··· Data shown

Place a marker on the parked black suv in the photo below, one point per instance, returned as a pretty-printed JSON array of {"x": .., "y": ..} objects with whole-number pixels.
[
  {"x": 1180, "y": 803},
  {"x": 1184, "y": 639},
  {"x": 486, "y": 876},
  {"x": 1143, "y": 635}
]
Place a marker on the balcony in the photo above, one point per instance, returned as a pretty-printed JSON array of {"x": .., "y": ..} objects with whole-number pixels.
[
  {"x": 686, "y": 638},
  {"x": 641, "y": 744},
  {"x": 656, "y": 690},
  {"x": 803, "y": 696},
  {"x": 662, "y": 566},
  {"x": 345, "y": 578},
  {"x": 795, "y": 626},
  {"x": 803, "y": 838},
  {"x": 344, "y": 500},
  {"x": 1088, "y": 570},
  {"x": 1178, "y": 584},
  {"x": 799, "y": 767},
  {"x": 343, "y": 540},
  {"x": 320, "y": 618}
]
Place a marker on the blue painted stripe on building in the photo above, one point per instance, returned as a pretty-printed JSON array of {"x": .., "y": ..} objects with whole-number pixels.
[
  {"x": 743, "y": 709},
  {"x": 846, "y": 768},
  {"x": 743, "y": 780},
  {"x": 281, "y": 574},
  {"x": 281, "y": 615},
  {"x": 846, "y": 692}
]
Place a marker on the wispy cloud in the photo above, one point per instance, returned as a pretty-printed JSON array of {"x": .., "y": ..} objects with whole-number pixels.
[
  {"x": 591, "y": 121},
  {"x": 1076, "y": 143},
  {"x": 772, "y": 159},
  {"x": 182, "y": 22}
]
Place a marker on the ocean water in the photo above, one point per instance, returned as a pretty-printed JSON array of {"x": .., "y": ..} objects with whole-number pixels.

······

What you are asked to do:
Change every "whole-number" in the data above to "integer", and keep everything else the same.

Exercise solution:
Place a marker on the parked black suv in the photo below, one point per instance, returned as a pretty-printed JSON array of {"x": .., "y": ..} objects with integer pixels.
[
  {"x": 1180, "y": 803},
  {"x": 1184, "y": 639},
  {"x": 486, "y": 876},
  {"x": 1143, "y": 635}
]
Place a marker on the balcony in the photo above, one point per instance, returned as a pretty-printed JSON array of {"x": .., "y": ..} objects with integer pixels.
[
  {"x": 686, "y": 638},
  {"x": 641, "y": 744},
  {"x": 656, "y": 690},
  {"x": 803, "y": 696},
  {"x": 662, "y": 566},
  {"x": 345, "y": 578},
  {"x": 795, "y": 626},
  {"x": 803, "y": 838},
  {"x": 344, "y": 500},
  {"x": 1088, "y": 570},
  {"x": 1178, "y": 584},
  {"x": 799, "y": 767},
  {"x": 343, "y": 540},
  {"x": 320, "y": 618}
]
Place a marker on the blue painted stripe on building in the photo above, one point per instance, returned as a pretty-printed JSON array of {"x": .., "y": ..} objects with integer pixels.
[
  {"x": 743, "y": 709},
  {"x": 846, "y": 768},
  {"x": 743, "y": 780},
  {"x": 281, "y": 574},
  {"x": 281, "y": 615},
  {"x": 846, "y": 692}
]
Place a marker on the wispy cloud in the photo above, one point per instance, returned as a pretty-printed JSON array of {"x": .., "y": ..} objects with integer pixels.
[
  {"x": 591, "y": 121},
  {"x": 1076, "y": 143},
  {"x": 772, "y": 159},
  {"x": 182, "y": 22}
]
Place a marker on the ocean water in the photo above, one point per instance, returned as a pretty-printed JSON array of {"x": .., "y": ..} objects with integer pixels.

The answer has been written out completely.